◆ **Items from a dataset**
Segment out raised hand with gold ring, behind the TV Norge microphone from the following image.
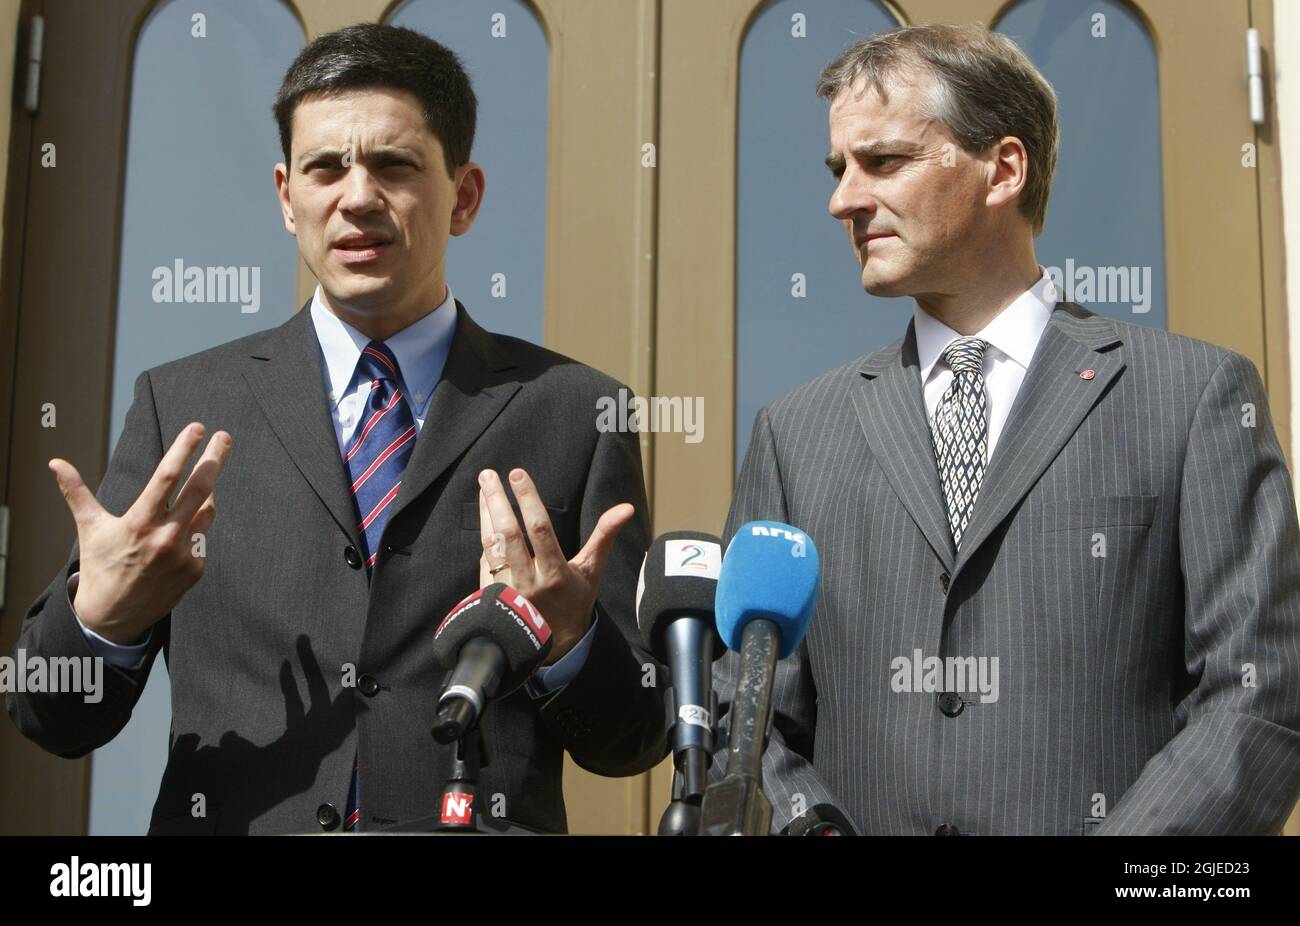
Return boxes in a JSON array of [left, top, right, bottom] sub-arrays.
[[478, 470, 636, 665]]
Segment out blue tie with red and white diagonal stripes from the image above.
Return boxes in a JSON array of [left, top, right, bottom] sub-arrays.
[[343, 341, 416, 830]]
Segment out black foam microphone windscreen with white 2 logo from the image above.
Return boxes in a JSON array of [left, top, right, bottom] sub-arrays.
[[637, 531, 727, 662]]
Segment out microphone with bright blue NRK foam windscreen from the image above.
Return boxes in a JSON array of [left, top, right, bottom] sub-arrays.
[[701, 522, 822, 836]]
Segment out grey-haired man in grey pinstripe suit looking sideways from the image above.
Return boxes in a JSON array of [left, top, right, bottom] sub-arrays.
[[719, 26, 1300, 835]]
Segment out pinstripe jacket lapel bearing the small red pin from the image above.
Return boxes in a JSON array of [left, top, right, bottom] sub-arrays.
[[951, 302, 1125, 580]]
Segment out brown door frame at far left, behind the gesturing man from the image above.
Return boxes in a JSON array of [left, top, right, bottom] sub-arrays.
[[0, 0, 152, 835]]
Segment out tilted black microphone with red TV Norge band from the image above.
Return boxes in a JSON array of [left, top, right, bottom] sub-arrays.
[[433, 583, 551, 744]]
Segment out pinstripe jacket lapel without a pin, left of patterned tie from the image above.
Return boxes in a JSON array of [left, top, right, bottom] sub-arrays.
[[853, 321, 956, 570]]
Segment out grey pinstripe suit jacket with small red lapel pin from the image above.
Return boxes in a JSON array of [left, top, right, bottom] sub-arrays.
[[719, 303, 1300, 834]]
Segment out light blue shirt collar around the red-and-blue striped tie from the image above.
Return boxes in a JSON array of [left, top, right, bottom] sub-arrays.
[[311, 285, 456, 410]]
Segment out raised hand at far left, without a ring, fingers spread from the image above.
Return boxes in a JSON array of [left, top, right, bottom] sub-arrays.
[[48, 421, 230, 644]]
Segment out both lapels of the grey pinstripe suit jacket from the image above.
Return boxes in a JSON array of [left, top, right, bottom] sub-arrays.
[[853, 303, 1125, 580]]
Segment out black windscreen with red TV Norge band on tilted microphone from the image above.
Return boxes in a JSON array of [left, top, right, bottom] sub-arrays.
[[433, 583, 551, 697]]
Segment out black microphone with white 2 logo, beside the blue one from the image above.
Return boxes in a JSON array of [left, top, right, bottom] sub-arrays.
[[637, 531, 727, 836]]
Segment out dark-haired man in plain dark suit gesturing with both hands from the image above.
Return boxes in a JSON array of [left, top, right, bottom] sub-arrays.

◆ **What to produce**
Each record should be written out exactly, and each image should be omitted.

◆ **Solution to this exercise**
Segment out raised hand with gold ring, behind the TV Norge microphone from the following image.
Return boxes in a JSON array of [left, top, right, bottom] sub-arrays.
[[478, 470, 636, 665]]
Segment out blue tie with red and white diagonal stripes from the image above.
Return boxes in a JSON array of [left, top, right, bottom] sub-arrays.
[[343, 341, 416, 830]]
Segment out black foam microphone windscreen with white 2 logo from the image above.
Return boxes in a JSON array of [left, top, right, bottom] sub-arrays.
[[637, 531, 727, 662]]
Segment out microphone with bright blue NRK foam windscreen from the image above.
Return boxes in a JSON array of [left, top, right, bottom] sub-arrays.
[[701, 522, 822, 836]]
Segment out grey-haired man in grey pinstripe suit looking sideways from the image above.
Return boxes in a JSON array of [left, top, right, bottom] sub-arrays.
[[719, 26, 1300, 835]]
Segment out pinstripe jacket lapel bearing the small red pin from the image above.
Return boxes in a JSON array of [left, top, right, bottom] sub-arrays.
[[951, 302, 1125, 580]]
Segment out brown door frame at far left, behind the gesturing man from the image above.
Return boxes in a JSON array of [left, top, right, bottom] sub-arrays.
[[0, 0, 152, 835]]
Segment out tilted black microphone with red TV Norge band from the image above.
Return boxes in a JSON array of [left, top, right, bottom] sub-arrays.
[[433, 583, 551, 744]]
Segment out pinstripe jacket lapel without a pin, left of patterned tie from the image above.
Return boxes in a JSON array of [left, top, right, bottom] sub-arrays.
[[853, 321, 956, 570]]
Segment out grey pinstripe suit jacket with small red lapel pin from the image above.
Return boxes in a JSON array of [left, top, right, bottom] sub-arrays.
[[719, 303, 1300, 834]]
Segment out light blue shirt collar around the red-and-blue striped tie from the image above.
Return boxes in a JSON array of [left, top, right, bottom] sub-arrays.
[[311, 285, 456, 410]]
Segment out raised hand at far left, without a ring, fingers spread from the image above.
Return boxes in a JSON array of [left, top, right, bottom] sub-arrays.
[[48, 421, 230, 644]]
Segment out both lapels of the grey pinstripe suit jacket from the image above.
Return boxes in a JSON array of [left, top, right, bottom] sub-arrays.
[[853, 303, 1125, 580]]
Segment out black windscreen with red TV Norge band on tilted microphone from the image above.
Return boxes in a JSON array of [left, top, right, bottom] sub-arrays.
[[433, 583, 551, 697]]
Segment out black microphone with white 2 logo, beside the blue one from the image above.
Return boxes in a JSON array of [left, top, right, bottom] sub-arrays.
[[637, 531, 727, 836]]
Segment out dark-haired man in plain dark suit gesturing with both hands from the image above.
Return boxes in a JSON array of [left, top, right, bottom] sub-arrays.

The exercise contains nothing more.